---- Source excerpt
That was one of the takeaways from Prime Minister Narendra Modi’s address to the nation when he asked India to become ‘aatmanirbhar’. Supporting to the PM’s stand, transport minister Nitin Gadkari also called the outbreak a ‘blessing in disguise' for Indian industry - one that could help bring large-scale foreign investments in the country.
Preparations for this are already in place. India is already offering a pool of land to companies interested in moving manufacturing out of China. Uttar Pradesh has formed an economic task force to woo companies eyeing a shift. India has also significantly stepped up its pitch to attract investments, having already reached out,1000 American multinationals.
Many pundits believe that China’s loss can indeed translate to India’s gain. That line of thinking seems to be rooted more in wishful thinking and nationalist myopia than the ground realities.

Infrastructure Void
To be sure, India does have its set of strengths. These include a mixture of high and low skilled labour that is relatively cheap compared to China (even though Chinese labour scores higher on productivity), and the potential to sell to a huge market of 1.2 billion people.
It’s not enough, though. For one, it hasn’t driven business home in the past. Over the last two years, the US-China trade war caused many factories to relocate. However, just 5 percent of these factories came to India, with nearly half of them preferring Vietnam and the remaining one-third moving to Taiwan and Thailand.
So, why didn’t these businesses make a beeline for India? There are many reasons, and chief among them is the huge advantage China occupies when it comes to investment and infrastructure. According to the World Economic Forum Global Competitiveness Report currently, India lags China in every infrastructure category. In terms of GDP, India invests about 30 percent of its GDP, compared with about 50 percent in China. Manufacturing constitutes about 20 percent of the Indian economy; it is about 30 percent of China’s.
--------
---- Material
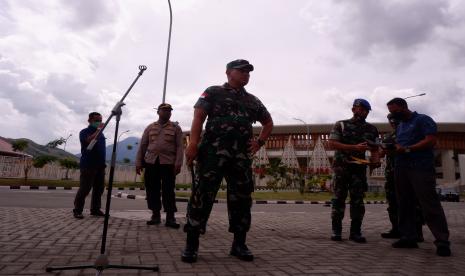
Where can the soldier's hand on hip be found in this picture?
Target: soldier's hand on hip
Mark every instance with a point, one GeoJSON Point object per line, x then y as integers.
{"type": "Point", "coordinates": [361, 147]}
{"type": "Point", "coordinates": [191, 154]}
{"type": "Point", "coordinates": [253, 147]}
{"type": "Point", "coordinates": [177, 169]}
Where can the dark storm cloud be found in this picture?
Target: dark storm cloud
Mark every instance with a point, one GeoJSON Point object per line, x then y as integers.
{"type": "Point", "coordinates": [398, 24]}
{"type": "Point", "coordinates": [88, 14]}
--------
## Direction
In the excerpt above about India drawing manufacturing away from China, would you set down the portion from "Preparations for this" up to and including "1.2 billion people." word for word?

## Output
Preparations for this are already in place. India is already offering a pool of land to companies interested in moving manufacturing out of China. Uttar Pradesh has formed an economic task force to woo companies eyeing a shift. India has also significantly stepped up its pitch to attract investments, having already reached out,1000 American multinationals.
Many pundits believe that China’s loss can indeed translate to India’s gain. That line of thinking seems to be rooted more in wishful thinking and nationalist myopia than the ground realities.

Infrastructure Void
To be sure, India does have its set of strengths. These include a mixture of high and low skilled labour that is relatively cheap compared to China (even though Chinese labour scores higher on productivity), and the potential to sell to a huge market of 1.2 billion people.